** start **

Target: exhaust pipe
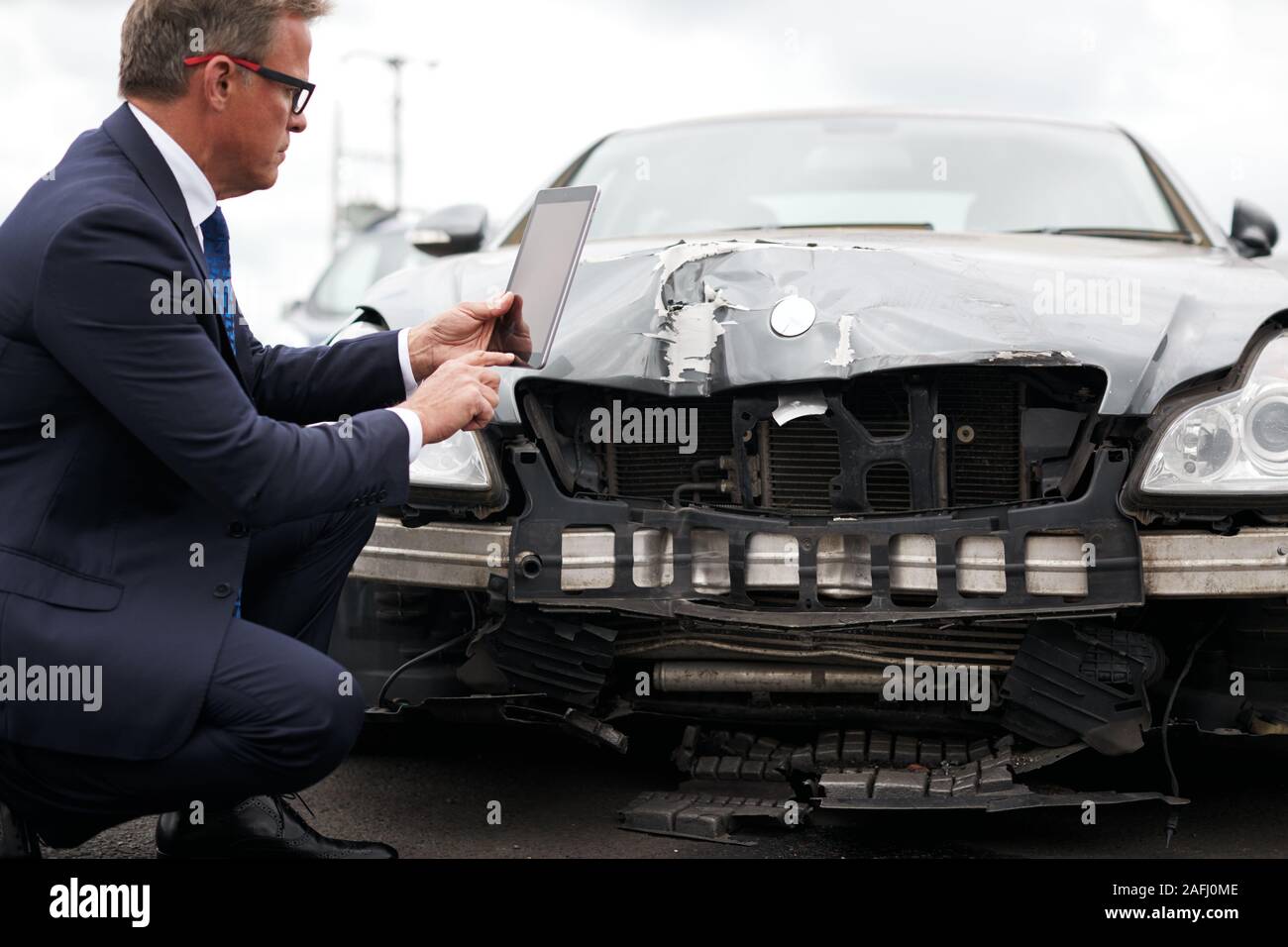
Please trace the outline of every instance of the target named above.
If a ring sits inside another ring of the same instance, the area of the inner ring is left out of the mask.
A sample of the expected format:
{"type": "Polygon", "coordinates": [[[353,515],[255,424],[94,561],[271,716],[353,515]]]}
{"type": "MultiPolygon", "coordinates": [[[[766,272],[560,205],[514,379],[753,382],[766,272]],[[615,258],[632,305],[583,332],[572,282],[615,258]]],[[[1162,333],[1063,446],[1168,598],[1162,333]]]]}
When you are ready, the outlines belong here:
{"type": "Polygon", "coordinates": [[[761,661],[657,661],[653,685],[658,691],[778,693],[881,693],[885,675],[868,667],[761,661]]]}

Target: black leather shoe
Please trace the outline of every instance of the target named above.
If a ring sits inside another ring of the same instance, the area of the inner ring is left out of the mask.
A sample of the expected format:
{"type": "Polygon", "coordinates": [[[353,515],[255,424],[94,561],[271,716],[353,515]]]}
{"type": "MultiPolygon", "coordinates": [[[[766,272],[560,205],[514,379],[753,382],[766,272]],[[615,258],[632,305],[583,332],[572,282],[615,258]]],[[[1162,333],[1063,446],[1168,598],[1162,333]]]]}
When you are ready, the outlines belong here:
{"type": "Polygon", "coordinates": [[[328,839],[277,796],[251,796],[232,809],[206,813],[192,825],[184,812],[157,819],[162,858],[397,858],[380,841],[328,839]]]}
{"type": "Polygon", "coordinates": [[[0,801],[0,858],[40,858],[40,840],[26,819],[0,801]]]}

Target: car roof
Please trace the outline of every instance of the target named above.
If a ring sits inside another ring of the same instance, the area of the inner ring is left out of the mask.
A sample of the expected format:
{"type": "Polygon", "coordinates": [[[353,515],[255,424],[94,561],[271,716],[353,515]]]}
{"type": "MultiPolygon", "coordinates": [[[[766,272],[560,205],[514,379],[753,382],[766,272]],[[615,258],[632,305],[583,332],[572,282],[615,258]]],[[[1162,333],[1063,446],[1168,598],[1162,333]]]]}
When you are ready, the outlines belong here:
{"type": "MultiPolygon", "coordinates": [[[[743,121],[777,121],[792,119],[969,119],[976,121],[1007,121],[1024,122],[1030,125],[1057,125],[1063,128],[1086,129],[1088,131],[1117,131],[1122,129],[1113,122],[1079,121],[1074,119],[1056,119],[1050,116],[1009,115],[993,112],[956,112],[949,110],[911,110],[911,108],[809,108],[809,110],[781,110],[742,112],[728,115],[714,115],[706,117],[680,119],[677,121],[659,122],[656,125],[639,125],[623,128],[612,134],[625,134],[635,131],[665,131],[667,129],[683,129],[696,125],[720,125],[725,122],[743,121]]],[[[611,137],[611,135],[609,135],[611,137]]]]}

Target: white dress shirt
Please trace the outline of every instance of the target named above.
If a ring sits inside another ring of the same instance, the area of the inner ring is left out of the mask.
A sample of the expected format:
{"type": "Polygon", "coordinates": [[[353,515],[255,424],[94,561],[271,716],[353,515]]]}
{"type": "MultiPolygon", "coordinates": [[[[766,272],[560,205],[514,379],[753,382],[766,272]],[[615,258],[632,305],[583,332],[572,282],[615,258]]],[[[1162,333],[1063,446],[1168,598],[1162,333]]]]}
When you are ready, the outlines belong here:
{"type": "MultiPolygon", "coordinates": [[[[201,233],[201,224],[207,216],[215,213],[215,189],[210,186],[210,180],[197,166],[197,162],[192,160],[192,156],[164,128],[152,121],[133,102],[129,104],[134,117],[139,120],[139,125],[148,133],[148,138],[152,139],[157,151],[161,152],[161,157],[170,169],[170,174],[178,182],[183,202],[188,206],[188,216],[192,218],[192,229],[197,232],[197,242],[205,250],[206,238],[201,233]]],[[[416,390],[416,376],[411,370],[411,353],[407,341],[410,332],[410,329],[403,329],[398,332],[398,363],[402,366],[403,388],[406,388],[408,398],[416,390]]],[[[393,411],[407,425],[407,463],[415,461],[416,455],[420,454],[421,439],[424,438],[420,415],[404,407],[385,410],[393,411]]]]}

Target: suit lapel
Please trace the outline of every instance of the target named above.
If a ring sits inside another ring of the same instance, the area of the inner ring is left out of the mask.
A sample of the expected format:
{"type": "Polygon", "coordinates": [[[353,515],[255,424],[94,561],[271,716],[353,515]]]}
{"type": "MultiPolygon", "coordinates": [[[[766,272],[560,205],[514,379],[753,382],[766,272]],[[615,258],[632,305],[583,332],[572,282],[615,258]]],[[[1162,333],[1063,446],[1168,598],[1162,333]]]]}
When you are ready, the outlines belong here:
{"type": "MultiPolygon", "coordinates": [[[[170,218],[170,222],[178,229],[184,246],[188,247],[188,255],[192,258],[193,265],[201,273],[201,278],[209,281],[210,272],[206,269],[206,254],[197,240],[197,231],[192,225],[192,218],[188,216],[188,205],[183,200],[183,191],[179,189],[179,182],[174,179],[174,174],[171,174],[165,158],[161,157],[161,152],[157,151],[152,139],[148,138],[148,133],[143,130],[138,119],[130,112],[129,106],[122,103],[120,108],[112,112],[103,122],[103,130],[116,142],[116,146],[138,170],[148,191],[152,192],[157,204],[161,205],[166,216],[170,218]]],[[[237,358],[228,344],[228,335],[224,332],[223,321],[219,314],[202,312],[197,318],[206,335],[210,336],[210,341],[224,357],[224,362],[232,368],[242,389],[249,394],[250,389],[246,385],[241,366],[237,365],[237,358]]],[[[241,320],[240,305],[237,308],[237,318],[238,321],[241,320]]]]}

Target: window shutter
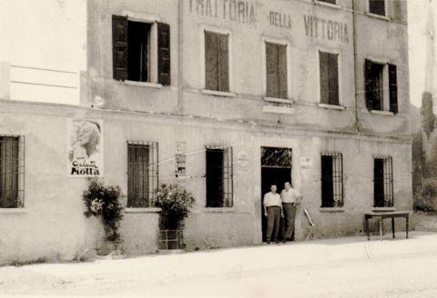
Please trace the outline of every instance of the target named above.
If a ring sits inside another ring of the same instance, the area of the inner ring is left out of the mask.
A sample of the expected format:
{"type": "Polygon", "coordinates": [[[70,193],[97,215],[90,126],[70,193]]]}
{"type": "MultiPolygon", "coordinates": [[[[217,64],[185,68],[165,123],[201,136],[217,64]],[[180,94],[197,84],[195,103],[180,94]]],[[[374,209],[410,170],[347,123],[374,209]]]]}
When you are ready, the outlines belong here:
{"type": "Polygon", "coordinates": [[[366,93],[366,106],[369,111],[373,110],[373,80],[371,78],[371,61],[365,60],[364,64],[364,80],[366,93]]]}
{"type": "Polygon", "coordinates": [[[339,55],[330,54],[330,104],[339,104],[339,55]]]}
{"type": "Polygon", "coordinates": [[[171,84],[170,74],[170,25],[158,23],[158,82],[171,84]]]}
{"type": "Polygon", "coordinates": [[[208,90],[218,90],[217,55],[218,36],[205,31],[205,86],[208,90]]]}
{"type": "Polygon", "coordinates": [[[266,42],[267,96],[278,98],[278,45],[266,42]]]}
{"type": "Polygon", "coordinates": [[[112,65],[116,80],[127,79],[127,17],[112,15],[112,65]]]}
{"type": "Polygon", "coordinates": [[[278,45],[279,97],[288,98],[287,92],[287,45],[278,45]]]}
{"type": "Polygon", "coordinates": [[[218,35],[218,90],[229,91],[229,35],[218,35]]]}
{"type": "Polygon", "coordinates": [[[328,53],[319,52],[320,71],[320,103],[330,104],[330,56],[328,53]]]}
{"type": "Polygon", "coordinates": [[[398,113],[398,79],[396,65],[389,65],[390,112],[398,113]]]}

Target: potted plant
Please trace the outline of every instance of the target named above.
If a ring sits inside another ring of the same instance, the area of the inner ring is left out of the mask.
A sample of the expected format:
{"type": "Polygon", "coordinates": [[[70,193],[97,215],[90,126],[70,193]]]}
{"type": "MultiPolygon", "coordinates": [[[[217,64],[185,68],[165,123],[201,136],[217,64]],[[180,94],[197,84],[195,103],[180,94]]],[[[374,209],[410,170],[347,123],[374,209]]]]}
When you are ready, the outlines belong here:
{"type": "Polygon", "coordinates": [[[161,184],[155,192],[154,204],[161,208],[158,249],[183,248],[184,220],[195,199],[191,193],[177,184],[161,184]]]}
{"type": "Polygon", "coordinates": [[[90,179],[88,188],[82,195],[86,217],[100,217],[105,231],[105,242],[98,250],[99,254],[119,253],[121,236],[118,231],[123,218],[123,198],[118,186],[105,185],[97,179],[90,179]]]}

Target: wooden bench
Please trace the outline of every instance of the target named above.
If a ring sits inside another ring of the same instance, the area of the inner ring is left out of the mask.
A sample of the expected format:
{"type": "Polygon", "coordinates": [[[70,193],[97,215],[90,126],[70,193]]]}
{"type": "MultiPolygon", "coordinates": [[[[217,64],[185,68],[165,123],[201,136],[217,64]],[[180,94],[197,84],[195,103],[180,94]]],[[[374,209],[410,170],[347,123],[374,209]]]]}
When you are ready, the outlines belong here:
{"type": "Polygon", "coordinates": [[[394,219],[396,217],[403,217],[405,218],[405,233],[407,234],[408,239],[408,219],[410,216],[410,213],[408,211],[392,211],[392,212],[371,212],[364,214],[364,231],[367,233],[367,239],[371,240],[371,232],[369,231],[369,219],[371,217],[378,217],[380,223],[380,239],[382,240],[382,227],[383,227],[383,220],[385,218],[391,218],[391,233],[394,236],[394,219]]]}

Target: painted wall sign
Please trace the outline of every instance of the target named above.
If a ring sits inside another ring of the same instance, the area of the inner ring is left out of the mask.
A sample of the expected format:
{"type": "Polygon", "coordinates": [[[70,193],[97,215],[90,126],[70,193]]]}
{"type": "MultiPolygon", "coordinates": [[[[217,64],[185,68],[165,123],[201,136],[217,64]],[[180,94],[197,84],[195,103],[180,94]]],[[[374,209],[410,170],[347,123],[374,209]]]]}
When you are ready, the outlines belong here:
{"type": "Polygon", "coordinates": [[[103,176],[103,121],[68,119],[67,175],[103,176]]]}
{"type": "Polygon", "coordinates": [[[270,25],[291,29],[291,15],[270,11],[269,15],[270,25]]]}
{"type": "Polygon", "coordinates": [[[247,168],[249,165],[249,155],[246,152],[241,151],[237,155],[237,164],[242,167],[247,168]]]}
{"type": "Polygon", "coordinates": [[[349,43],[348,25],[317,16],[303,15],[307,36],[349,43]]]}
{"type": "Polygon", "coordinates": [[[189,0],[189,12],[200,16],[255,25],[256,7],[247,0],[189,0]]]}

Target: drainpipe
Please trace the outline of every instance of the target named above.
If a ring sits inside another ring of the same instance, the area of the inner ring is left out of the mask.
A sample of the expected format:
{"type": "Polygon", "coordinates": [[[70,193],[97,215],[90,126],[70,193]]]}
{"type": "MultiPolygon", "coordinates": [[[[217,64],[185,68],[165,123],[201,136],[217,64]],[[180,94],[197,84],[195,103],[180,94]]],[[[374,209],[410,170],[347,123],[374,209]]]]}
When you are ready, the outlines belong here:
{"type": "Polygon", "coordinates": [[[359,87],[358,87],[358,77],[357,74],[359,72],[358,67],[358,53],[357,53],[357,11],[356,11],[356,0],[352,0],[352,19],[353,19],[353,69],[354,69],[354,84],[355,84],[355,130],[360,131],[360,121],[358,118],[358,99],[359,99],[359,87]]]}
{"type": "Polygon", "coordinates": [[[184,16],[184,0],[178,0],[178,114],[184,114],[184,105],[183,105],[183,16],[184,16]]]}

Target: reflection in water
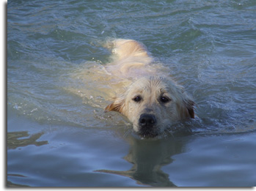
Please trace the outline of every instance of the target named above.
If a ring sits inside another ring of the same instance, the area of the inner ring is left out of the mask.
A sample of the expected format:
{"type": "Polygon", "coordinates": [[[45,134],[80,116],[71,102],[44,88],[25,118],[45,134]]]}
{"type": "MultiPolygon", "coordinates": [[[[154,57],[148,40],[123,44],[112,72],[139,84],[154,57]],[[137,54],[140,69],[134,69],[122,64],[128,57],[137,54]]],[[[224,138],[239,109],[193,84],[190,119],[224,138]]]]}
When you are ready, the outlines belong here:
{"type": "Polygon", "coordinates": [[[169,175],[161,167],[172,162],[171,157],[182,152],[183,142],[173,138],[164,140],[139,140],[131,138],[129,153],[124,157],[133,167],[125,171],[99,170],[97,172],[124,176],[136,181],[139,184],[154,187],[175,187],[169,181],[169,175]]]}
{"type": "Polygon", "coordinates": [[[28,145],[35,145],[37,146],[39,146],[48,144],[47,141],[37,141],[37,140],[40,138],[43,135],[43,132],[39,132],[32,135],[30,137],[29,137],[29,135],[26,131],[7,132],[7,149],[15,149],[17,147],[26,146],[28,145]]]}

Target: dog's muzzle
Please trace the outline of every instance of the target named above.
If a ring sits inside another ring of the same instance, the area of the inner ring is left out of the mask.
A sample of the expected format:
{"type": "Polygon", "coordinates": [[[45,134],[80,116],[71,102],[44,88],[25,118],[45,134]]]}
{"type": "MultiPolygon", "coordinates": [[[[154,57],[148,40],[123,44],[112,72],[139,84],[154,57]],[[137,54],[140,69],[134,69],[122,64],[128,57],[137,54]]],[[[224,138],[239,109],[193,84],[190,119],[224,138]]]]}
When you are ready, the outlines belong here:
{"type": "Polygon", "coordinates": [[[139,119],[139,135],[144,137],[156,137],[158,135],[156,128],[156,116],[150,113],[143,113],[139,119]]]}

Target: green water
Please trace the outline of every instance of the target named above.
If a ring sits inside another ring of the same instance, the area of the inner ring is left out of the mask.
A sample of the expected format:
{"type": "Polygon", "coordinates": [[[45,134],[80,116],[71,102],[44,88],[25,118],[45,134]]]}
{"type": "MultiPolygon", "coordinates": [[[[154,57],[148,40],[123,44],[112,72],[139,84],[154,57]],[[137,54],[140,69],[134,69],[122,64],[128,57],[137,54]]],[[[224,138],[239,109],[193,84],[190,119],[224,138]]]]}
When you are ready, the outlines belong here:
{"type": "Polygon", "coordinates": [[[256,186],[256,1],[9,1],[7,185],[256,186]],[[143,42],[197,103],[184,133],[142,140],[85,97],[107,37],[143,42]],[[70,87],[78,90],[72,92],[70,87]]]}

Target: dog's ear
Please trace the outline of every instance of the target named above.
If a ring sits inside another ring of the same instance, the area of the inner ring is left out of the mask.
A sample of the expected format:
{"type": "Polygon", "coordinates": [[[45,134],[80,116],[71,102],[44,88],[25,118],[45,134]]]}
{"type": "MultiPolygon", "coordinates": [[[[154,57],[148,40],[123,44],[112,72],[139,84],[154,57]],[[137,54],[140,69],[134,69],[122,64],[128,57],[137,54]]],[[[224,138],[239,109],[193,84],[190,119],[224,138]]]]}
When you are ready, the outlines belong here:
{"type": "Polygon", "coordinates": [[[105,112],[107,111],[117,111],[120,113],[122,113],[122,110],[124,108],[124,100],[121,99],[115,98],[114,102],[106,107],[105,112]]]}
{"type": "Polygon", "coordinates": [[[194,102],[193,102],[191,100],[187,100],[184,101],[184,102],[185,102],[185,106],[186,108],[186,110],[189,112],[189,116],[192,119],[194,119],[194,102]]]}

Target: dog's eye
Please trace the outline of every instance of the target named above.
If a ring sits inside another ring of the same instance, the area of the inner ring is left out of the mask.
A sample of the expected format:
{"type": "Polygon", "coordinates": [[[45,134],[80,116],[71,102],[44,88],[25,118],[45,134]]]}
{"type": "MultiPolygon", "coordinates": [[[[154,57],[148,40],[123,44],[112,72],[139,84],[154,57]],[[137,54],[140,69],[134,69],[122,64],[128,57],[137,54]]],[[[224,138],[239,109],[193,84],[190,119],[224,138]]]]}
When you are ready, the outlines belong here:
{"type": "Polygon", "coordinates": [[[136,102],[139,102],[142,100],[142,97],[140,96],[135,97],[133,100],[136,102]]]}
{"type": "Polygon", "coordinates": [[[170,99],[169,97],[165,97],[165,96],[161,96],[160,97],[160,101],[163,103],[166,103],[170,101],[170,99]]]}

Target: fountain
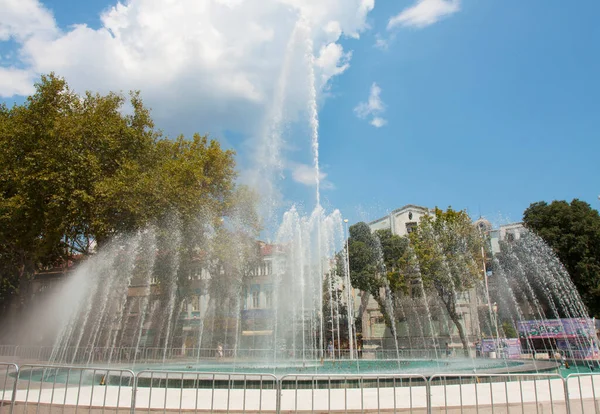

** end **

▶ Task requirements
Express the rows from the line containing "Target: dog's eye" through the end of the rows as a Markdown table with the columns Number and Line. Give each nonblank line its own numbered table row, and leave out blank lines and pictures.

▶ Result of this task
| Number | Line |
|---|---|
| 1 | Target: dog's eye |
| 2 | Please trace the outline of every instance of the target named above. |
| 3 | If a ring sits inside another ring of the same instance, the area of the inner ring is left out of the mask. |
| 4 | A sample of the expected format: |
| 5 | {"type": "Polygon", "coordinates": [[[45,134],[80,116],[71,102],[44,88],[25,118],[45,134]]]} |
| 6 | {"type": "MultiPolygon", "coordinates": [[[[154,57],[148,40],[123,44],[112,72],[139,84],[154,57]],[[137,54],[140,69],[134,69],[122,64],[128,57],[137,54]]],[[[224,138],[239,109],[193,84],[190,119],[224,138]]]]} |
| 7 | When you are ready, the outlines belong here: |
| 8 | {"type": "Polygon", "coordinates": [[[136,102],[139,102],[142,100],[142,97],[140,96],[135,97],[133,100],[136,102]]]} |
| 9 | {"type": "Polygon", "coordinates": [[[170,99],[169,97],[165,97],[165,96],[161,96],[160,97],[160,101],[163,103],[166,103],[170,101],[170,99]]]} |
| 10 | Target: fountain |